■ **Job**:
Extract every line in the rows below that contains the string "plant", copying each such line in full.

■ **Data in this exercise**:
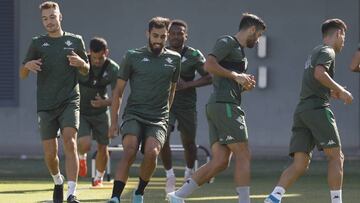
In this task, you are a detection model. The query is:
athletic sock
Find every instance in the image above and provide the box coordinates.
[165,168,175,178]
[51,172,64,185]
[330,190,342,203]
[111,180,125,200]
[66,181,76,198]
[175,178,199,198]
[236,186,250,203]
[135,177,149,195]
[271,186,285,201]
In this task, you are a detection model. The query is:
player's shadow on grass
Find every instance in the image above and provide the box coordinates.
[0,189,53,194]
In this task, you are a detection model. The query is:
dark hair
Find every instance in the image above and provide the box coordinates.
[90,37,107,53]
[321,18,347,37]
[170,19,188,31]
[39,1,60,11]
[239,13,266,30]
[149,16,170,32]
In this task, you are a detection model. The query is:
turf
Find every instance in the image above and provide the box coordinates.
[0,159,360,203]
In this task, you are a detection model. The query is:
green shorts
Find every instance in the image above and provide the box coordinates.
[289,107,341,156]
[78,111,110,145]
[169,109,197,139]
[206,103,248,145]
[37,101,80,140]
[120,119,167,152]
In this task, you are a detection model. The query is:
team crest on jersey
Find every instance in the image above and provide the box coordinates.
[141,57,150,62]
[41,42,50,47]
[220,38,228,43]
[181,56,187,63]
[65,40,73,47]
[165,57,173,63]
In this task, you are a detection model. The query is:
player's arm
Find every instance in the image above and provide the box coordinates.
[67,51,90,75]
[176,74,212,90]
[350,49,360,72]
[90,95,112,108]
[19,58,42,79]
[314,65,353,104]
[204,55,256,90]
[108,79,126,138]
[169,82,176,108]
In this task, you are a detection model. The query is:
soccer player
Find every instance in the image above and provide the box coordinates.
[78,37,119,186]
[108,17,180,203]
[350,44,360,72]
[20,1,89,203]
[161,20,211,193]
[168,13,266,203]
[264,19,353,203]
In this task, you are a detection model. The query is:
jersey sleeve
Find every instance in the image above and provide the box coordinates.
[110,62,120,90]
[75,37,89,63]
[314,49,335,70]
[118,52,131,81]
[171,56,181,83]
[23,39,41,65]
[194,50,209,76]
[210,36,232,61]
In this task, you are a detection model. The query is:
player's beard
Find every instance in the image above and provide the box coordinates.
[149,39,164,56]
[246,33,257,48]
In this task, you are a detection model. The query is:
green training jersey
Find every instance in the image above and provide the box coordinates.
[79,56,119,116]
[172,46,208,109]
[296,45,335,112]
[209,35,247,105]
[118,47,180,123]
[23,32,88,111]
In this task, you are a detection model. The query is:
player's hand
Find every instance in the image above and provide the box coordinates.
[67,51,86,68]
[24,58,42,73]
[90,95,106,108]
[235,73,256,91]
[339,88,354,104]
[108,125,119,139]
[330,90,340,99]
[176,78,188,91]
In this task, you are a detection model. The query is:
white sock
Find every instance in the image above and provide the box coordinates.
[184,167,194,178]
[330,190,342,203]
[51,172,64,185]
[79,153,87,160]
[165,168,175,178]
[66,181,76,198]
[271,186,285,200]
[175,178,199,198]
[236,186,250,203]
[95,170,105,180]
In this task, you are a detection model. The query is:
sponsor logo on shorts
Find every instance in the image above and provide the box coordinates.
[327,140,336,145]
[141,57,150,62]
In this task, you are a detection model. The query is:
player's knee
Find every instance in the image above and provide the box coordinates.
[144,148,160,160]
[214,159,229,171]
[293,161,310,174]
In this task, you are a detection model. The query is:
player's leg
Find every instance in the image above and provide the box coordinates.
[78,114,92,177]
[38,112,64,203]
[92,112,110,186]
[169,142,231,202]
[217,104,251,203]
[178,109,197,181]
[132,124,167,203]
[307,108,344,203]
[58,101,80,203]
[264,113,315,203]
[228,142,251,203]
[109,120,141,202]
[160,112,176,193]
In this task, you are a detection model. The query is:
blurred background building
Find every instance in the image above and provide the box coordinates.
[0,0,360,157]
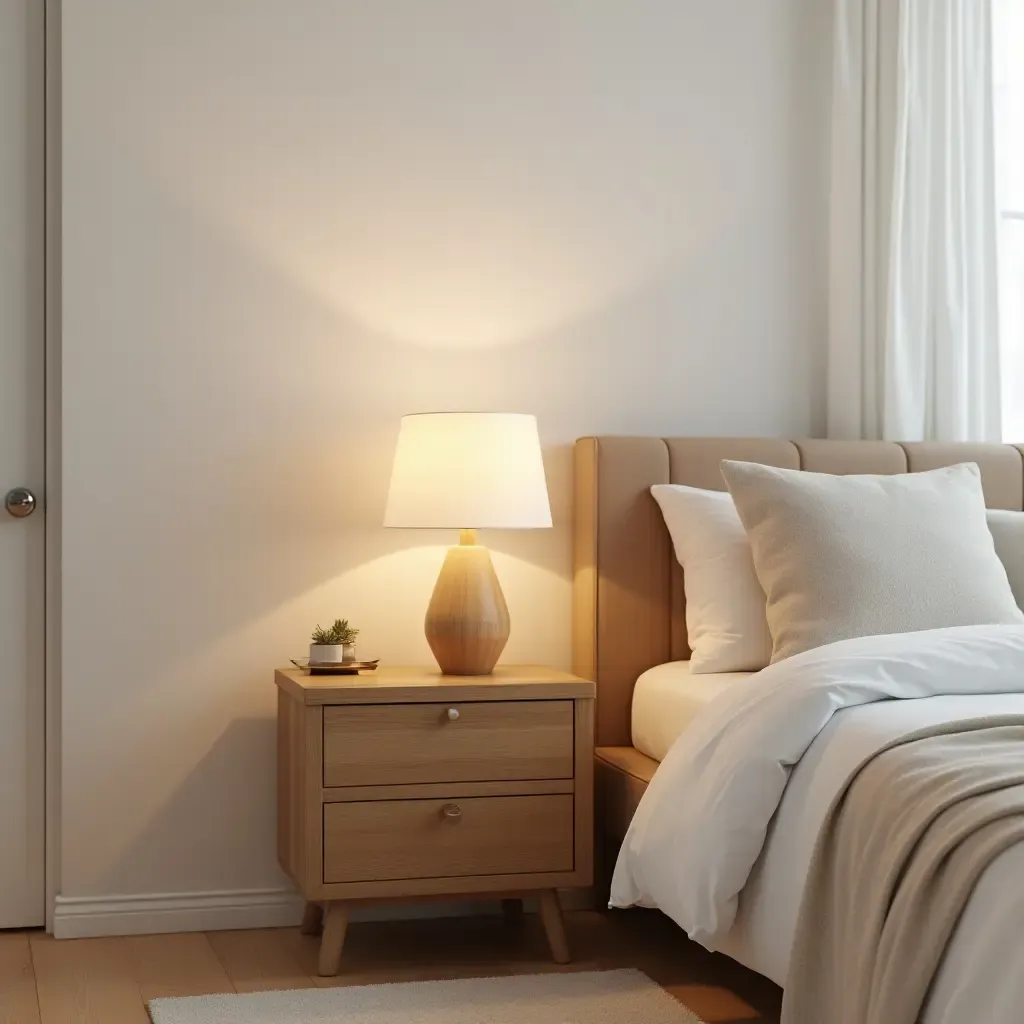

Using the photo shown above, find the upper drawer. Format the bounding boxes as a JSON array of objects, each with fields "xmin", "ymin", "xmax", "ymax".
[{"xmin": 324, "ymin": 700, "xmax": 572, "ymax": 786}]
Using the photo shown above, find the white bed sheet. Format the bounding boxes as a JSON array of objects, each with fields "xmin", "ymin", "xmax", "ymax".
[
  {"xmin": 720, "ymin": 693, "xmax": 1024, "ymax": 1024},
  {"xmin": 633, "ymin": 662, "xmax": 754, "ymax": 761},
  {"xmin": 612, "ymin": 627, "xmax": 1024, "ymax": 1024}
]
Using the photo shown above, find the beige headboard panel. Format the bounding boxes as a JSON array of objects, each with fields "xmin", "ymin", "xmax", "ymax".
[{"xmin": 572, "ymin": 437, "xmax": 1024, "ymax": 746}]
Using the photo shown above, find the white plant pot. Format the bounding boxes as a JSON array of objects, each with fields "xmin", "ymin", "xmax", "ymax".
[{"xmin": 309, "ymin": 643, "xmax": 355, "ymax": 665}]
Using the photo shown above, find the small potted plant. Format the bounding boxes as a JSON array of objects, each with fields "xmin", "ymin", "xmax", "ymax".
[{"xmin": 309, "ymin": 618, "xmax": 359, "ymax": 665}]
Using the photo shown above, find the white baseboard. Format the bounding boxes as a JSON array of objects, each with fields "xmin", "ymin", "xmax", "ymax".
[
  {"xmin": 53, "ymin": 889, "xmax": 302, "ymax": 939},
  {"xmin": 53, "ymin": 889, "xmax": 593, "ymax": 939}
]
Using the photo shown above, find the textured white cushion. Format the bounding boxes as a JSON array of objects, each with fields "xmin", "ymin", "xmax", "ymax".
[
  {"xmin": 722, "ymin": 462, "xmax": 1024, "ymax": 662},
  {"xmin": 650, "ymin": 483, "xmax": 771, "ymax": 673},
  {"xmin": 988, "ymin": 509, "xmax": 1024, "ymax": 608}
]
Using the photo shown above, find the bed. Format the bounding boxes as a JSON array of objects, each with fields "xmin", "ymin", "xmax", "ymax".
[{"xmin": 573, "ymin": 437, "xmax": 1024, "ymax": 1024}]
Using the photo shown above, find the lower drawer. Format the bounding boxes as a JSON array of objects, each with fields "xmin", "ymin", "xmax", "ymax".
[{"xmin": 324, "ymin": 794, "xmax": 573, "ymax": 883}]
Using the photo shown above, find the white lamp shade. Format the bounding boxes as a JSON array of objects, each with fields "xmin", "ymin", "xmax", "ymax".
[{"xmin": 384, "ymin": 413, "xmax": 551, "ymax": 529}]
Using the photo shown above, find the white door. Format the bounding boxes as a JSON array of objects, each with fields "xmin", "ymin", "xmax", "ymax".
[{"xmin": 0, "ymin": 0, "xmax": 46, "ymax": 928}]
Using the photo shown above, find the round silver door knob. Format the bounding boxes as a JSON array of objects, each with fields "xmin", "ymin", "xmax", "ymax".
[{"xmin": 3, "ymin": 487, "xmax": 36, "ymax": 519}]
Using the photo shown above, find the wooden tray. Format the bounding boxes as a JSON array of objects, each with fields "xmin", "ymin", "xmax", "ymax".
[{"xmin": 289, "ymin": 657, "xmax": 381, "ymax": 676}]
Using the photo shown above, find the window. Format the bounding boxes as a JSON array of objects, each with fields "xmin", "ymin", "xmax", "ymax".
[{"xmin": 994, "ymin": 0, "xmax": 1024, "ymax": 441}]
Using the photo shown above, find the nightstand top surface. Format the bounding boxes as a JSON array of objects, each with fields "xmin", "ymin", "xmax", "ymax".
[{"xmin": 274, "ymin": 665, "xmax": 596, "ymax": 705}]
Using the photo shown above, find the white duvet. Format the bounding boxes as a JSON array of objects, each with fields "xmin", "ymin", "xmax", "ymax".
[{"xmin": 611, "ymin": 626, "xmax": 1024, "ymax": 962}]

■ **Response to this exercise**:
Using the photo shown above, find the white plant pot. Format the bounding boxes as a JSON array of objects, each with fields "xmin", "ymin", "xmax", "ymax".
Using the photo shown above, find the small potted plant. Format the bounding boxes as a JSON array of objects, each with fields "xmin", "ymin", "xmax", "ymax".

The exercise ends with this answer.